» Directions
Show each line of the records that contains the string "base". Case counts.

[Excerpts from a dataset on object pointing]

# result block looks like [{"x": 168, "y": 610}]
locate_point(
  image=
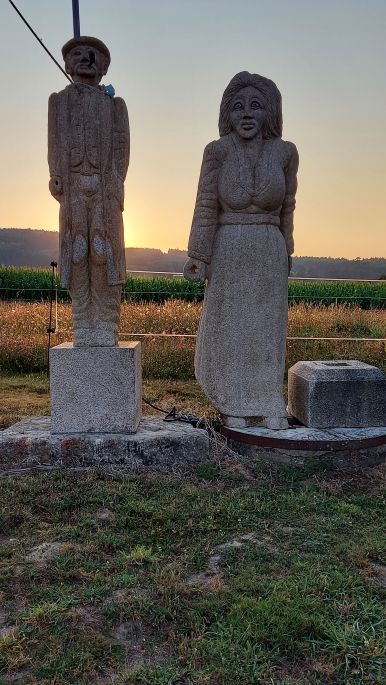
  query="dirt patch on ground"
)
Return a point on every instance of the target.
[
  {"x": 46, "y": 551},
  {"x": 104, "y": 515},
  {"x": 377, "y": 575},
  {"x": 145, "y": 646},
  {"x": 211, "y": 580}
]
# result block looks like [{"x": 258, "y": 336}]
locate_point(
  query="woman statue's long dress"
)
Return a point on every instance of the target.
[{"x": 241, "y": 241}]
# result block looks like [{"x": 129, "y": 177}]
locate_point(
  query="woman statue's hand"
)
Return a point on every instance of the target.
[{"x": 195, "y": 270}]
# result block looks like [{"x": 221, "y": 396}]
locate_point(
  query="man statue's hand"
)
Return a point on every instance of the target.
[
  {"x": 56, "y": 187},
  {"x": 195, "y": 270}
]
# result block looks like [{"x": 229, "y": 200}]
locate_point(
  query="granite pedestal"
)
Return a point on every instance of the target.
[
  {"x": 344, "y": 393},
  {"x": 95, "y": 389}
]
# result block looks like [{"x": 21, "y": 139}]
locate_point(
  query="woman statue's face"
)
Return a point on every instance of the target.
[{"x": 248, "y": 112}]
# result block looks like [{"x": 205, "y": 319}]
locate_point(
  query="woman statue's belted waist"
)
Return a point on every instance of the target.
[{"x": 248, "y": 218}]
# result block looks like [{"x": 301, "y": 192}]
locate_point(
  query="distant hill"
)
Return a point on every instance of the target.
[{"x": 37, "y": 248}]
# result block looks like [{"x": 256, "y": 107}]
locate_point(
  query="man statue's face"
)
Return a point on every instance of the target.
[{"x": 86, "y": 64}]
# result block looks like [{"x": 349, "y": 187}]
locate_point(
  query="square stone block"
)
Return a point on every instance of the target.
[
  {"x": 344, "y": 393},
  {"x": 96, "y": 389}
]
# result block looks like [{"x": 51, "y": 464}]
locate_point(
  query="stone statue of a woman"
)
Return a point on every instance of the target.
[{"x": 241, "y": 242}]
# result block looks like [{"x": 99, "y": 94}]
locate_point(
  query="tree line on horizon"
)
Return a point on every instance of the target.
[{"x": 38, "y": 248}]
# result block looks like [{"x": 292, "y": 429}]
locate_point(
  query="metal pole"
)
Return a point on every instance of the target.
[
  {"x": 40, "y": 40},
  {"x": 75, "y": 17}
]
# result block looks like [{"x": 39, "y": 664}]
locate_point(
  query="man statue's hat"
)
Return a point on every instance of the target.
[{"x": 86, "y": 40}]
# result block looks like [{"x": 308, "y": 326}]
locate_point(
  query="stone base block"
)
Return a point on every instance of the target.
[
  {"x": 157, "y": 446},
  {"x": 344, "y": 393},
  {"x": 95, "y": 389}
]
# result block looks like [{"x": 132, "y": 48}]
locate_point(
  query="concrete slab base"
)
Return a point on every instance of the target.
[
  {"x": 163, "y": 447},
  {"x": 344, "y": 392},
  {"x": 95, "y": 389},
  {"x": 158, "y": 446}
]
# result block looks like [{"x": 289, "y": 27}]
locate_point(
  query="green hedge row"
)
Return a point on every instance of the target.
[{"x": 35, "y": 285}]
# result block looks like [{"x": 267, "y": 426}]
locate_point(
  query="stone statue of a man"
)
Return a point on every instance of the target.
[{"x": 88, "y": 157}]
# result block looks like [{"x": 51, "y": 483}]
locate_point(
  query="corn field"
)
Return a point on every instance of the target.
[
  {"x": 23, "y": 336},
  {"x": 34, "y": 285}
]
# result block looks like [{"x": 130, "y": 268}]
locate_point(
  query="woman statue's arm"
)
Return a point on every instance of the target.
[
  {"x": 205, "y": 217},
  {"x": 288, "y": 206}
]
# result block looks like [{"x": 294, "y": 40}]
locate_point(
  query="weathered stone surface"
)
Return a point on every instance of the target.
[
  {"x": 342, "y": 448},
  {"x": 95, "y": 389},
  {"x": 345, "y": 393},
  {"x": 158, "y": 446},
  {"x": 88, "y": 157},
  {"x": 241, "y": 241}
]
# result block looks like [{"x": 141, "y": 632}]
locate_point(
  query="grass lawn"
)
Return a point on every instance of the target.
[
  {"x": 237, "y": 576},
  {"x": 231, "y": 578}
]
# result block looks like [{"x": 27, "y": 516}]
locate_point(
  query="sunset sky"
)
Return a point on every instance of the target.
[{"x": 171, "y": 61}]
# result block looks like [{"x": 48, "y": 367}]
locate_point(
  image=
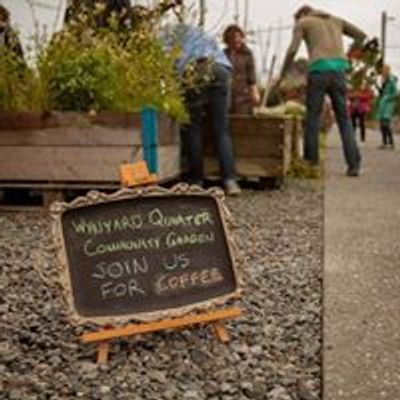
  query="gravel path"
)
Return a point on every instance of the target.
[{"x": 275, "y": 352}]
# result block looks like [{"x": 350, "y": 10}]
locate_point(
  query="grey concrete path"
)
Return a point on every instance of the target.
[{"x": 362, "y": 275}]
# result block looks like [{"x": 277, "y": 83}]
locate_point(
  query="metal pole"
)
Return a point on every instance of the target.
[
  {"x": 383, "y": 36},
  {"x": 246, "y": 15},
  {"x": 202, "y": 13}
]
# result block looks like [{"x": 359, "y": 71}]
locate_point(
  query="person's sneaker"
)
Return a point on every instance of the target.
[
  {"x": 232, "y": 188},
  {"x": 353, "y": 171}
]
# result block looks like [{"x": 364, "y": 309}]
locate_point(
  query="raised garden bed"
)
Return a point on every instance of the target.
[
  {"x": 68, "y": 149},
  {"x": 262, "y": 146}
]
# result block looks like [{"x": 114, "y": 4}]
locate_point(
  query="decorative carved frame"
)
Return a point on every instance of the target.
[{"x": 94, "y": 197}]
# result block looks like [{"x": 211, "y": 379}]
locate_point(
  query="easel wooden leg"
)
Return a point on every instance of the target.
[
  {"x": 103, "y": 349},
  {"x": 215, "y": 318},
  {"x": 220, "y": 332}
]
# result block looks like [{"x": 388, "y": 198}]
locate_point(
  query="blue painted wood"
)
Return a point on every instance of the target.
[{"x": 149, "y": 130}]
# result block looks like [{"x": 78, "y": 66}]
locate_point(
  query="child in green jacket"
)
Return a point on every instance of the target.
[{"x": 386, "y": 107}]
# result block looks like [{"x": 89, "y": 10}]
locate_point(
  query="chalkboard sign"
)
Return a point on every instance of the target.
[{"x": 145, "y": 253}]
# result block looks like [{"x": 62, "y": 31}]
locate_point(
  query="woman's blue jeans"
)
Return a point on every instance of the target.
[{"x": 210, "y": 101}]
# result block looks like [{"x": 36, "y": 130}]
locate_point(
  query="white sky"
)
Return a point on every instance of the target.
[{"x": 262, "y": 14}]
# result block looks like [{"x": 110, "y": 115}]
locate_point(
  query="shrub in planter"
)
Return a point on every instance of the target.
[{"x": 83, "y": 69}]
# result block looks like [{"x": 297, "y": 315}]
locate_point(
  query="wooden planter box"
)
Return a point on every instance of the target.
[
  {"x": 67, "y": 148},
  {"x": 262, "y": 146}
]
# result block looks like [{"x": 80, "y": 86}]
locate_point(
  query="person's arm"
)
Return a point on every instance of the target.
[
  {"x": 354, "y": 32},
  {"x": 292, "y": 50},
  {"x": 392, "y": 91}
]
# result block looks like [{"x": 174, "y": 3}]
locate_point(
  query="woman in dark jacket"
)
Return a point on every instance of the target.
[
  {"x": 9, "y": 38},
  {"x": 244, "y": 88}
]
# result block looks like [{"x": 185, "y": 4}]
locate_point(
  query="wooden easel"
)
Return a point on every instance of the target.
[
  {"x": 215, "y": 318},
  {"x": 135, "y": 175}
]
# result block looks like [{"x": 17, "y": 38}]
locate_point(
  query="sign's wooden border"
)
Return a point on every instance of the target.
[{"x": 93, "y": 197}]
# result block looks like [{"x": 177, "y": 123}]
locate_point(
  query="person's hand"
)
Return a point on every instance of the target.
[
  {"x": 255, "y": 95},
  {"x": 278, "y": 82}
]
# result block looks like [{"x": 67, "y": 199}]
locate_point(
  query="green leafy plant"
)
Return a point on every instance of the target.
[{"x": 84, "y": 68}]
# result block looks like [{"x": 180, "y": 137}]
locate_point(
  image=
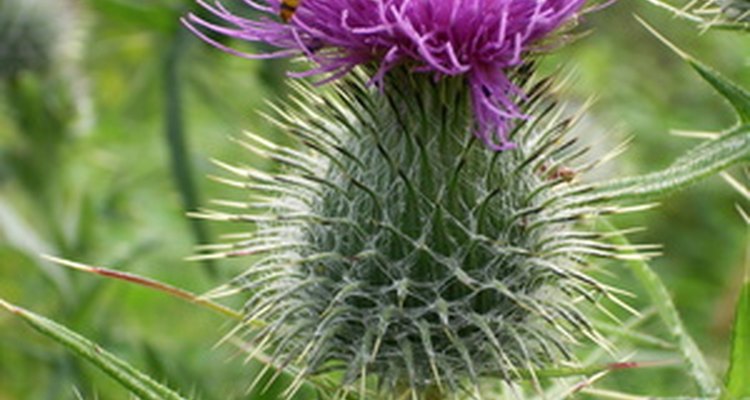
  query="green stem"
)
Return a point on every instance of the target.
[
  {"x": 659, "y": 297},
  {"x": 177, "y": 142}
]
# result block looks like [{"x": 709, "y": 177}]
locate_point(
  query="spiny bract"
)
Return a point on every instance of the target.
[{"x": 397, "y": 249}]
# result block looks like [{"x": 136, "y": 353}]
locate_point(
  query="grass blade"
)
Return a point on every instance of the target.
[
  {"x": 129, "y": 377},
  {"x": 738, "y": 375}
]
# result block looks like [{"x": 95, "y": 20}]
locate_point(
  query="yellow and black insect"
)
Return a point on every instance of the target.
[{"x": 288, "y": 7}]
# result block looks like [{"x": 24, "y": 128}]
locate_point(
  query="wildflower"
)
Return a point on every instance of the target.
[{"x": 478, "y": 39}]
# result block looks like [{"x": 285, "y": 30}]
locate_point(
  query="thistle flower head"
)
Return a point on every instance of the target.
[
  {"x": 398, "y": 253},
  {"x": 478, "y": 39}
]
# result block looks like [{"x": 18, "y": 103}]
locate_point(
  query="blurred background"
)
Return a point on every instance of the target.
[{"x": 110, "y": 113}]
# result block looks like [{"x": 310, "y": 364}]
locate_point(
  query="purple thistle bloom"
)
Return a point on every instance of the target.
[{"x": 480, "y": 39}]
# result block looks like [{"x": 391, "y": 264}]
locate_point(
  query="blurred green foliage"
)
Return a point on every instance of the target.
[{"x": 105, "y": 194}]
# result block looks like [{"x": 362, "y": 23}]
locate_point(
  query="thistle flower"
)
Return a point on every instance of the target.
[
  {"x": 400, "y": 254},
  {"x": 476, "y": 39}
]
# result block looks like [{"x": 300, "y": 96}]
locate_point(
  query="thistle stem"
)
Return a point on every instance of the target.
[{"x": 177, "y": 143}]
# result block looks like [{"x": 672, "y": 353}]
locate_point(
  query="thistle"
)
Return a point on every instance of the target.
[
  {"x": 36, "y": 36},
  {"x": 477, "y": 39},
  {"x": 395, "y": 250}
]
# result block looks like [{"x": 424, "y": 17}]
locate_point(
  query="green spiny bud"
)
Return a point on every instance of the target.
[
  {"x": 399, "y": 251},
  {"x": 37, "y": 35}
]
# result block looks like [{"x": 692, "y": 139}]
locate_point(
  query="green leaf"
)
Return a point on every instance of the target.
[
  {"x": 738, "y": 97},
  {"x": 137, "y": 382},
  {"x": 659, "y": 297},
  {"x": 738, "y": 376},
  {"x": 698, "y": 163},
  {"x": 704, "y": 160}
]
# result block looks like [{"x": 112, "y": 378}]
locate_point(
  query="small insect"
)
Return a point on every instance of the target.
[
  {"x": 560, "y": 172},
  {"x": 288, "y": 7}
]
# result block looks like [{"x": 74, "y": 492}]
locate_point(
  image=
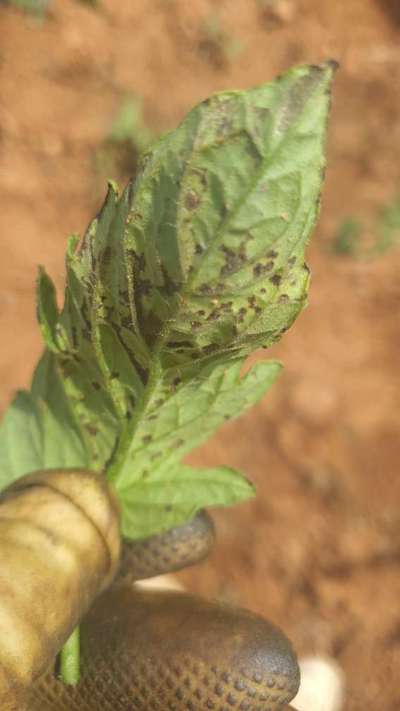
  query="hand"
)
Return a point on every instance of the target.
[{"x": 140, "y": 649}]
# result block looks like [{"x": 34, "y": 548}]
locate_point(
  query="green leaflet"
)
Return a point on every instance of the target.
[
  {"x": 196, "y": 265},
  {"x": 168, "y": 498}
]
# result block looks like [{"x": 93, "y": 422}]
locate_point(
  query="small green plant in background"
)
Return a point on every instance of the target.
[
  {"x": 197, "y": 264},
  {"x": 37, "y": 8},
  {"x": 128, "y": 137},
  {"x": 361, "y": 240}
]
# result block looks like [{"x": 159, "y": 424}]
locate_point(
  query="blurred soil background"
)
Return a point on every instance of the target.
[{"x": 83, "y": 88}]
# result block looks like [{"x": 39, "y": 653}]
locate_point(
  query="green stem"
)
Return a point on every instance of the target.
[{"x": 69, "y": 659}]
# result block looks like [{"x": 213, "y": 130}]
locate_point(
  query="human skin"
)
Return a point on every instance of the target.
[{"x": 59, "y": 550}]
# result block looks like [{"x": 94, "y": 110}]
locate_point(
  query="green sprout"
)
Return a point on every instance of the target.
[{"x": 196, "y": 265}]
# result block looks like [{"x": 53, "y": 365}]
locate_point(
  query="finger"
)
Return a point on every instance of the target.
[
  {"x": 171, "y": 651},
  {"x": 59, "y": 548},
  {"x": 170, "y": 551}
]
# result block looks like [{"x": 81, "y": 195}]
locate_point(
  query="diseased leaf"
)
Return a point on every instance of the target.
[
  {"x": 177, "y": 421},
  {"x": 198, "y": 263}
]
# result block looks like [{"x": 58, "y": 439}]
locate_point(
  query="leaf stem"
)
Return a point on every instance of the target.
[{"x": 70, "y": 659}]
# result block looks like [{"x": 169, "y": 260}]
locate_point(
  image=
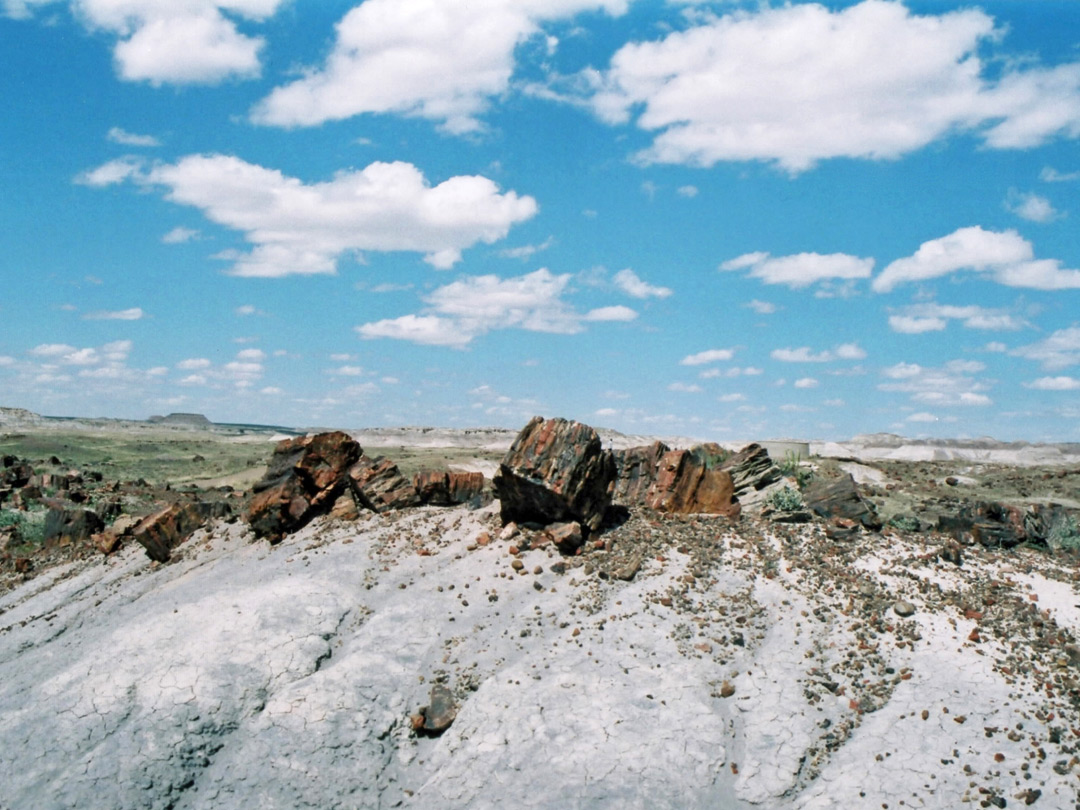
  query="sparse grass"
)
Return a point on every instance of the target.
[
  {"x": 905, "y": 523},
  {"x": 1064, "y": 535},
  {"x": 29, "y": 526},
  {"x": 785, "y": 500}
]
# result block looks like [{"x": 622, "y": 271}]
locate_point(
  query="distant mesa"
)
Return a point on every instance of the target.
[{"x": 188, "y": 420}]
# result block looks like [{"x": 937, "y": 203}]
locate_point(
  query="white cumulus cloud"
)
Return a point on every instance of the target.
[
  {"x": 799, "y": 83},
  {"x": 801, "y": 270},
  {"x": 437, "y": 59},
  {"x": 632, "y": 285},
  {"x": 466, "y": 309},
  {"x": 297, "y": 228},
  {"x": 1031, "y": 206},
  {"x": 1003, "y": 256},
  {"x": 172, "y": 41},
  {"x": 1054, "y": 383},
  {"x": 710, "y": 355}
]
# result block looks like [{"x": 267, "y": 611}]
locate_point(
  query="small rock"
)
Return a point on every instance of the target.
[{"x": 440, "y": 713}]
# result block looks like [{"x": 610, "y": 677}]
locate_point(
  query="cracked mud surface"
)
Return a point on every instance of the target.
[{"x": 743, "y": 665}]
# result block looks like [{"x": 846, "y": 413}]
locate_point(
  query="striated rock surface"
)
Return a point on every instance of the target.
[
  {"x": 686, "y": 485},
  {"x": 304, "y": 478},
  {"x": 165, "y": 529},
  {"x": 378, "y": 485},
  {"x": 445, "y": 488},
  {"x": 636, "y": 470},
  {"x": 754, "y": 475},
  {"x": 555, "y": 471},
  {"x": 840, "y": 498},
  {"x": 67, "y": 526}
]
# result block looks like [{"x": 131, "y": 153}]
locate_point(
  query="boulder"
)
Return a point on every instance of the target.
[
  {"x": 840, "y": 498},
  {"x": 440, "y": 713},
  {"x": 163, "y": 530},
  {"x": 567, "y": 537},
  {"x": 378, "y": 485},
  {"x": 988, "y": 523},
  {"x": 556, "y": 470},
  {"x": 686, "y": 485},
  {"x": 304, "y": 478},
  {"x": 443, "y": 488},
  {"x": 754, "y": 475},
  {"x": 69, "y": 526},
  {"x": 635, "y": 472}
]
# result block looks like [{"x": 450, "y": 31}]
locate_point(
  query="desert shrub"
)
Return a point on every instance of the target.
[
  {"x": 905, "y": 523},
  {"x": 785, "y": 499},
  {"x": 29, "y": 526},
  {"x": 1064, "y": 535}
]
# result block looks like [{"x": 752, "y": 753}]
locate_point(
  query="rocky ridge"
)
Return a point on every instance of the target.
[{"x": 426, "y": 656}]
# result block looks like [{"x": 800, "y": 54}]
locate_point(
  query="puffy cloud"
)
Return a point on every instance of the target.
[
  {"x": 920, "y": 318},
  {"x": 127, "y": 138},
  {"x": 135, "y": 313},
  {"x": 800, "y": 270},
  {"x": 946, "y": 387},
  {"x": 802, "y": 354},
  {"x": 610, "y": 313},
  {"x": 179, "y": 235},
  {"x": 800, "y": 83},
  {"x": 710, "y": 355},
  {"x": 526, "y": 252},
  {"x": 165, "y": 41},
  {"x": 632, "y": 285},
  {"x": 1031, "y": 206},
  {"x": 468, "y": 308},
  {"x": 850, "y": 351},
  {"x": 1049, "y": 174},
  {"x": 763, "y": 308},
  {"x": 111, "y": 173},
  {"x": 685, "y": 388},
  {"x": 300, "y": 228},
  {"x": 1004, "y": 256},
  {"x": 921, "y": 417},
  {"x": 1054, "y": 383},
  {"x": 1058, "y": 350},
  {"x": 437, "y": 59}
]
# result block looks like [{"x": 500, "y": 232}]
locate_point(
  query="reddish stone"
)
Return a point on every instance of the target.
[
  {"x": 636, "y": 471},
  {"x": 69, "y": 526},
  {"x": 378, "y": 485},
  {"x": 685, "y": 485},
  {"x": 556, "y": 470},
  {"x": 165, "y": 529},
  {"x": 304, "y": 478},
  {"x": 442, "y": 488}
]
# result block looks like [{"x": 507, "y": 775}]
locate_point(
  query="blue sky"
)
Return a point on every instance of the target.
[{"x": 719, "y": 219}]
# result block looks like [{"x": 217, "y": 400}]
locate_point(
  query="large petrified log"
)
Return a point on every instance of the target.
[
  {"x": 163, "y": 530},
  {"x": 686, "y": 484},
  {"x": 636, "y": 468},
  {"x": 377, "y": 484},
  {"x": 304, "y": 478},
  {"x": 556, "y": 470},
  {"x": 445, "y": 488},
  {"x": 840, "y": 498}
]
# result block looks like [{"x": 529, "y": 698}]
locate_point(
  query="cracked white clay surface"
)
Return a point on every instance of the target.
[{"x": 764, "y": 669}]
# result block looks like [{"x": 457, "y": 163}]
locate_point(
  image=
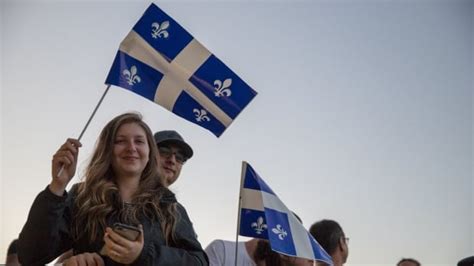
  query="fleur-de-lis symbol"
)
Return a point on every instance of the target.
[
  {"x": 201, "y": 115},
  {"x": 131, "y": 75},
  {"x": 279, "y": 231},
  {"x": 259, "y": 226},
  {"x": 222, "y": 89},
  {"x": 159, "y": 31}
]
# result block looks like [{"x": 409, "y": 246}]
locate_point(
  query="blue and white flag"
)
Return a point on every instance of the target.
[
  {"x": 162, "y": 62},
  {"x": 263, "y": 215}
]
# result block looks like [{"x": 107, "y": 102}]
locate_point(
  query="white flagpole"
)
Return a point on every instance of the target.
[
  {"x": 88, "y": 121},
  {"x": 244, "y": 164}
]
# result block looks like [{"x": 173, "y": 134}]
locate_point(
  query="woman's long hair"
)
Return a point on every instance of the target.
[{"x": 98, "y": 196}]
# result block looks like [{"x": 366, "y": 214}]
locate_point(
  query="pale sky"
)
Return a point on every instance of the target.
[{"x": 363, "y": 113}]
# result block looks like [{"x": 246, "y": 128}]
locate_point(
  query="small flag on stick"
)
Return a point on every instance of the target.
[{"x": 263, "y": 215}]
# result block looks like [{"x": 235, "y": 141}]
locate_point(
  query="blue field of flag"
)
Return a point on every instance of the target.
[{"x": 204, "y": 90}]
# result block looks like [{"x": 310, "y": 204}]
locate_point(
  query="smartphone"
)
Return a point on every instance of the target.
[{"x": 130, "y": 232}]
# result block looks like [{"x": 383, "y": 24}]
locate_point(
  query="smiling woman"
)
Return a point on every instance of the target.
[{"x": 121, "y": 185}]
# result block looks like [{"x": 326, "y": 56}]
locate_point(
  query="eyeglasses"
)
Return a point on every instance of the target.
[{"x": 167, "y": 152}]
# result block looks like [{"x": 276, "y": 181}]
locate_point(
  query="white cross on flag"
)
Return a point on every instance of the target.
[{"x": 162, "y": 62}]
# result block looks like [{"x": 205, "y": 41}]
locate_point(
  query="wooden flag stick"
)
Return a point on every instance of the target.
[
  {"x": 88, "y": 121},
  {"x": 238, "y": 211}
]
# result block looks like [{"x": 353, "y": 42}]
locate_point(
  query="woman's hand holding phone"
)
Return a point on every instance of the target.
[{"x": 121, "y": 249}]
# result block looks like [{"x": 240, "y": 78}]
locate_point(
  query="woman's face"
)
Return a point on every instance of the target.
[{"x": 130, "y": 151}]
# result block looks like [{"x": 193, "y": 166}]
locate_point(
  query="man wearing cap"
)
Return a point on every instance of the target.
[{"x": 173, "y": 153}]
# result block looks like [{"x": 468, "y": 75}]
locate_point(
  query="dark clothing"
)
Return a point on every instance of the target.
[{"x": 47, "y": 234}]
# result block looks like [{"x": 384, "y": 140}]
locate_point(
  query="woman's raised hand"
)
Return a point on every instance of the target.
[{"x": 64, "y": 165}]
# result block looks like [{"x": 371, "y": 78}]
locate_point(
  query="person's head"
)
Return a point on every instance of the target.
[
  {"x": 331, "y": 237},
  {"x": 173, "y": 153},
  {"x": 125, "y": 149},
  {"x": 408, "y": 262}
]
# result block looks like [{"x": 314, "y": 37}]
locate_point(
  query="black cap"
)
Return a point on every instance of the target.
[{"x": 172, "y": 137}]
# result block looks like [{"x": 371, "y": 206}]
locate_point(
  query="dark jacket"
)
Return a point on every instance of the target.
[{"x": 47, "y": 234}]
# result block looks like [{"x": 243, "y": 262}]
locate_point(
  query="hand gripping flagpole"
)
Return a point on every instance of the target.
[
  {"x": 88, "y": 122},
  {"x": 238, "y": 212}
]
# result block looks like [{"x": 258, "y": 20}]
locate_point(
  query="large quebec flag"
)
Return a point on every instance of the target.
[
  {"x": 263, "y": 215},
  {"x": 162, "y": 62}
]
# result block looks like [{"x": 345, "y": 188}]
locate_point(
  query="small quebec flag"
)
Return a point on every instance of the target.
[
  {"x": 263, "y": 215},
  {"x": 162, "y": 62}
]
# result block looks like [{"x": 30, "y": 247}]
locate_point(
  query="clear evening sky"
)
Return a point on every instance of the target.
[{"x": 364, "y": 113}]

» Answer to the exercise
  query="stone base block"
  query="concrete slab base"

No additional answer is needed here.